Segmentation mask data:

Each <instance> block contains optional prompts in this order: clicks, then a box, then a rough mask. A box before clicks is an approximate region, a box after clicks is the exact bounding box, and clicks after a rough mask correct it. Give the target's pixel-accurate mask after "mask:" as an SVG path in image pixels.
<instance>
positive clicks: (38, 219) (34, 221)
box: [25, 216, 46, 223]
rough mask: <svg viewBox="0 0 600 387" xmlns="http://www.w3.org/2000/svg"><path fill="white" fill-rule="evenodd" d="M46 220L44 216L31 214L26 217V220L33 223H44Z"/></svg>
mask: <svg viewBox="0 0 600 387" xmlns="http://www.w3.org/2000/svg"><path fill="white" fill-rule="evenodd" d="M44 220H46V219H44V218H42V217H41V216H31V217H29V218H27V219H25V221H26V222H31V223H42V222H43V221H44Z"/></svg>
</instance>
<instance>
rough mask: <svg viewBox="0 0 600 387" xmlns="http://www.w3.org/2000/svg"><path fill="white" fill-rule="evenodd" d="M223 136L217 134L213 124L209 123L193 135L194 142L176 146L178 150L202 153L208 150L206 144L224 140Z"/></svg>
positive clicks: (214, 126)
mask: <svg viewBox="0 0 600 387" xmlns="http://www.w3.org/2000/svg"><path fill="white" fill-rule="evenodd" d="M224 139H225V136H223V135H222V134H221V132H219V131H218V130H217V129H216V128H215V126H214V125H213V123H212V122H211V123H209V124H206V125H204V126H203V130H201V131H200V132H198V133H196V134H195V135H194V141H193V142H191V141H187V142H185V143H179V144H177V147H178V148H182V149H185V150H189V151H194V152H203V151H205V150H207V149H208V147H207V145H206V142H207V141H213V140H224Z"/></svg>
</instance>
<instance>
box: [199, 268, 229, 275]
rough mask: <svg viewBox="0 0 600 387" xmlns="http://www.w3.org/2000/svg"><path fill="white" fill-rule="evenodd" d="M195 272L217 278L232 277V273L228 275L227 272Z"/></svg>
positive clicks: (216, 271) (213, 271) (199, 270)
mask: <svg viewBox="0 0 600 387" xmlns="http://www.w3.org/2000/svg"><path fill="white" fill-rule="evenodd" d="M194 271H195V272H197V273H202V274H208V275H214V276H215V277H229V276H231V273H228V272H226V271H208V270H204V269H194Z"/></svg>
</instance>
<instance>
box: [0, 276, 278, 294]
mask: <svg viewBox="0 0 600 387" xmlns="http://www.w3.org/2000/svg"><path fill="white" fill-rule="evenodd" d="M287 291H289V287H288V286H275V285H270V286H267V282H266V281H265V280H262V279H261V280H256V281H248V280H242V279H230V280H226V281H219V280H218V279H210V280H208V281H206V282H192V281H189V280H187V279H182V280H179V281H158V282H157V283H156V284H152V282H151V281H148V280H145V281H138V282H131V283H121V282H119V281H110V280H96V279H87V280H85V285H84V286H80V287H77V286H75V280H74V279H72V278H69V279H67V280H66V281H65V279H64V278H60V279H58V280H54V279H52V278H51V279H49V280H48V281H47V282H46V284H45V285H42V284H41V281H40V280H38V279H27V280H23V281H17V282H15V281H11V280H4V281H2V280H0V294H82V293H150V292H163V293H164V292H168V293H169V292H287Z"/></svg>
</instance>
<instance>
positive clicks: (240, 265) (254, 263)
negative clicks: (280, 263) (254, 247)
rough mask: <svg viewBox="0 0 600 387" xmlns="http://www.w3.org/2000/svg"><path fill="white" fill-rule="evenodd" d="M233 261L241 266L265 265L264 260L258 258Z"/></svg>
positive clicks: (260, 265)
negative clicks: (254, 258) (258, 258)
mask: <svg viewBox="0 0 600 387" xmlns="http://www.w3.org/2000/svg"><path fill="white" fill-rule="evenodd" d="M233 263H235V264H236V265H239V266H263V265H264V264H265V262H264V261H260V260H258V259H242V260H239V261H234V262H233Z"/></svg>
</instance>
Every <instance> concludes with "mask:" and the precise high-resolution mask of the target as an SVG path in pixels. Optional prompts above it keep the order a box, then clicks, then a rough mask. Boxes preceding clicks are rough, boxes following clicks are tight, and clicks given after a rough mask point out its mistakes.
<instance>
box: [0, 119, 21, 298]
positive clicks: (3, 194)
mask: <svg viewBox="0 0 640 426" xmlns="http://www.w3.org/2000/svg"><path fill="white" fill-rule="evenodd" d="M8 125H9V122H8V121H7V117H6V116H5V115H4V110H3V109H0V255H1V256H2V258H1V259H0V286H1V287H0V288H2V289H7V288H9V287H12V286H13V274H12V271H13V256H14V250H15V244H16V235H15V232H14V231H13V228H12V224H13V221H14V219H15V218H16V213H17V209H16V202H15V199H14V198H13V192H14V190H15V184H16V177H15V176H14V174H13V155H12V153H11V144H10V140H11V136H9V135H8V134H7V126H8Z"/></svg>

TASK TO CARRY OUT: Print the data above exactly as it reads.

EXERCISE SOLUTION:
Each <instance> block contains optional prompts in this order: clicks, then a box, then a rough mask. A box before clicks is an approximate region, a box after clicks is the exact bounding box, and clicks after a rough mask correct it. Give the target's pixel-accurate mask after "mask:" as an SVG path in image pixels.
<instance>
positive clicks: (38, 219) (34, 221)
box: [25, 216, 46, 223]
rough mask: <svg viewBox="0 0 600 387" xmlns="http://www.w3.org/2000/svg"><path fill="white" fill-rule="evenodd" d="M46 220L44 216L31 214L26 217V220L33 223H44Z"/></svg>
mask: <svg viewBox="0 0 600 387" xmlns="http://www.w3.org/2000/svg"><path fill="white" fill-rule="evenodd" d="M44 220H46V219H44V218H42V217H41V216H31V217H29V218H27V219H25V221H26V222H31V223H42V222H43V221H44Z"/></svg>
</instance>
<instance>
rough mask: <svg viewBox="0 0 600 387" xmlns="http://www.w3.org/2000/svg"><path fill="white" fill-rule="evenodd" d="M223 136L217 134L213 124L209 123L193 135L194 142L176 146L178 150L202 153L208 150L206 144L224 140Z"/></svg>
positive clicks: (214, 126)
mask: <svg viewBox="0 0 600 387" xmlns="http://www.w3.org/2000/svg"><path fill="white" fill-rule="evenodd" d="M224 139H225V136H223V135H222V134H221V132H219V131H218V130H217V129H216V128H215V126H214V125H213V123H212V122H211V123H209V124H206V125H204V126H203V130H201V131H200V132H198V133H196V134H195V135H194V141H193V142H191V141H187V142H185V143H179V144H177V147H178V148H182V149H185V150H189V151H194V152H203V151H205V150H207V149H208V147H207V145H206V142H207V141H213V140H224Z"/></svg>
</instance>
<instance>
box: [199, 268, 229, 275]
rough mask: <svg viewBox="0 0 600 387" xmlns="http://www.w3.org/2000/svg"><path fill="white" fill-rule="evenodd" d="M195 272L217 278L232 277V273L228 275L227 272Z"/></svg>
positive clicks: (216, 271) (213, 271) (199, 270)
mask: <svg viewBox="0 0 600 387" xmlns="http://www.w3.org/2000/svg"><path fill="white" fill-rule="evenodd" d="M194 271H195V272H197V273H202V274H208V275H214V276H215V277H229V276H231V273H228V272H226V271H208V270H204V269H194Z"/></svg>
</instance>
<instance>
box: [0, 276, 278, 294]
mask: <svg viewBox="0 0 600 387" xmlns="http://www.w3.org/2000/svg"><path fill="white" fill-rule="evenodd" d="M287 291H289V287H288V286H275V285H270V286H267V282H266V281H265V280H262V279H261V280H256V281H248V280H242V279H230V280H226V281H219V280H218V279H210V280H208V281H206V282H192V281H189V280H187V279H182V280H179V281H158V282H157V283H156V284H152V282H151V281H148V280H145V281H138V282H131V283H121V282H119V281H110V280H96V279H87V280H85V285H84V286H80V287H77V286H75V280H74V279H72V278H69V279H67V280H66V281H65V279H64V278H60V279H58V280H54V279H52V278H51V279H49V280H48V281H47V282H46V284H45V285H42V284H41V281H40V280H38V279H27V280H23V281H17V282H15V281H11V280H4V281H2V280H0V294H82V293H150V292H163V293H164V292H168V293H169V292H287Z"/></svg>
</instance>
<instance>
positive clicks: (240, 265) (254, 263)
negative clicks: (280, 263) (254, 247)
rough mask: <svg viewBox="0 0 600 387" xmlns="http://www.w3.org/2000/svg"><path fill="white" fill-rule="evenodd" d="M233 261L241 266L265 265L264 260L258 258Z"/></svg>
positive clicks: (260, 265)
negative clicks: (254, 258) (258, 258)
mask: <svg viewBox="0 0 600 387" xmlns="http://www.w3.org/2000/svg"><path fill="white" fill-rule="evenodd" d="M233 263H235V264H236V265H239V266H263V265H264V264H265V262H264V261H260V260H258V259H242V260H239V261H234V262H233Z"/></svg>
</instance>
Every <instance> concludes with "mask:" and the precise high-resolution mask of the target as an SVG path in pixels. Optional prompts above it keep the order a box, then clicks, then a rough mask. Boxes preceding clicks are rough, boxes following clicks are tight, and clicks given after a rough mask point out its mistakes.
<instance>
box: [0, 119, 21, 298]
positive clicks: (3, 194)
mask: <svg viewBox="0 0 640 426" xmlns="http://www.w3.org/2000/svg"><path fill="white" fill-rule="evenodd" d="M8 125H9V122H8V121H7V117H6V116H5V115H4V110H3V109H0V255H1V256H2V258H1V259H0V286H1V287H0V288H2V289H7V288H9V287H12V286H13V274H12V271H13V256H14V250H15V244H16V235H15V232H14V231H13V228H12V224H13V221H14V219H15V218H16V213H17V209H16V202H15V199H14V198H13V192H14V190H15V184H16V177H15V176H14V174H13V155H12V153H11V144H10V140H11V136H9V135H8V134H7V126H8Z"/></svg>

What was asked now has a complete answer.